- [Data excerpts]:
^^^^^^^^^^^^^^^^

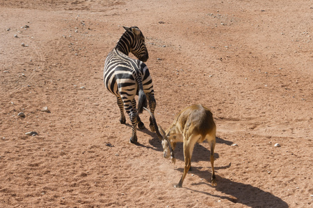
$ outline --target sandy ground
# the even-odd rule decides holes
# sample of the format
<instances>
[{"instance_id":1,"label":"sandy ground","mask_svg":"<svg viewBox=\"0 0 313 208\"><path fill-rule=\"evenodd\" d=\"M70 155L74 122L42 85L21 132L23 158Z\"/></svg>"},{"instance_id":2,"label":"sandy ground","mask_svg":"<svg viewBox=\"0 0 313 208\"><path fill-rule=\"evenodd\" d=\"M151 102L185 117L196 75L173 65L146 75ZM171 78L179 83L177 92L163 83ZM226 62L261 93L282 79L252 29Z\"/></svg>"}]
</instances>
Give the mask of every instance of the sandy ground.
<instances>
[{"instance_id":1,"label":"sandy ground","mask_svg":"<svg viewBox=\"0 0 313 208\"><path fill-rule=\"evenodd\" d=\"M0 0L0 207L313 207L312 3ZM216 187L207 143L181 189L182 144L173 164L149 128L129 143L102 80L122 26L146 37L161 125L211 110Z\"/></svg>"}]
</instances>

^^^^^^^^^^^^^^^^

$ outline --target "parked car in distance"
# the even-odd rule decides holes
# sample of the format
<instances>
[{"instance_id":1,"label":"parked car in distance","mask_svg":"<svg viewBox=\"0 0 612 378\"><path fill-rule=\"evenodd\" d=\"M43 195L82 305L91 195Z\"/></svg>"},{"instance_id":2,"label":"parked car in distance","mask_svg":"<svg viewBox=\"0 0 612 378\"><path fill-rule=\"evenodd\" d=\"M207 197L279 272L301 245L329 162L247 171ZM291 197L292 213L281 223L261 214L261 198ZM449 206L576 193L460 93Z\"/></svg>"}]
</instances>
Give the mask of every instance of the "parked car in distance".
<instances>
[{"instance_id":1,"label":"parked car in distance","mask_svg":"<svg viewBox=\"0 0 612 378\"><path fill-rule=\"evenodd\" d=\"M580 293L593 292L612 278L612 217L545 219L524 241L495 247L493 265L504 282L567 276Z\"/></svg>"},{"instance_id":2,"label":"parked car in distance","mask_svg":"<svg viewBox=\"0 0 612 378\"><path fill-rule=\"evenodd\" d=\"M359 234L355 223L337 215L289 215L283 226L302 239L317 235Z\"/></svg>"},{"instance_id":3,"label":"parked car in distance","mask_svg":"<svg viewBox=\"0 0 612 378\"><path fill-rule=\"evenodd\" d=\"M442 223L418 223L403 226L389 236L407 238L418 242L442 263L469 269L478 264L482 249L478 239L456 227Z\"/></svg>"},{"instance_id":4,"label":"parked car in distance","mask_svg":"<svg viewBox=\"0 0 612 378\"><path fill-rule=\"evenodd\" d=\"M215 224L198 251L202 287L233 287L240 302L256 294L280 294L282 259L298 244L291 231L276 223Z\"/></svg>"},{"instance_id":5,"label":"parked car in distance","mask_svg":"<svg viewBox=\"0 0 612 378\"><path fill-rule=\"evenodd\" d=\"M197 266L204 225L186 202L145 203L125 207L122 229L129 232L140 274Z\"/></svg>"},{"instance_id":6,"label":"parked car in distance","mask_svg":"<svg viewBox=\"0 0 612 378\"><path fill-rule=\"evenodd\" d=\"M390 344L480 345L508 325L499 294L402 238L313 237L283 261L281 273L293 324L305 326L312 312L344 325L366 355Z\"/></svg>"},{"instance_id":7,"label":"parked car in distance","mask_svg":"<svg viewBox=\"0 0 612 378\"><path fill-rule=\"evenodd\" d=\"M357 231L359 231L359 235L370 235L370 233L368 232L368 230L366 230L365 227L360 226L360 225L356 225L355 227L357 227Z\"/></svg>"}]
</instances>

^^^^^^^^^^^^^^^^

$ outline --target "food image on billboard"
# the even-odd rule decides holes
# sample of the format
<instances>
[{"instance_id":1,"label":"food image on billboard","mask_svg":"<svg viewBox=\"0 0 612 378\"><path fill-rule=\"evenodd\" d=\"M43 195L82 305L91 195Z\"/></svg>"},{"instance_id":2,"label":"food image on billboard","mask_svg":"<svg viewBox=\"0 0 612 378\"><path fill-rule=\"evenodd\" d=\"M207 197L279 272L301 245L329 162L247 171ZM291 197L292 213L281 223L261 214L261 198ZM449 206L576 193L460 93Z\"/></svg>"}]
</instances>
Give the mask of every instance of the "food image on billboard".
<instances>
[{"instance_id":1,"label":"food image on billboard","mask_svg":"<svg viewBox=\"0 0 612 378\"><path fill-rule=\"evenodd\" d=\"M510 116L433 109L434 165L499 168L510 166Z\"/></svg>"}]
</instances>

^^^^^^^^^^^^^^^^

- [What is needed]: State how many lines above contain the string "every", treating uppercase and lowercase as different. Give only the number.

- [Reply to the task]: 3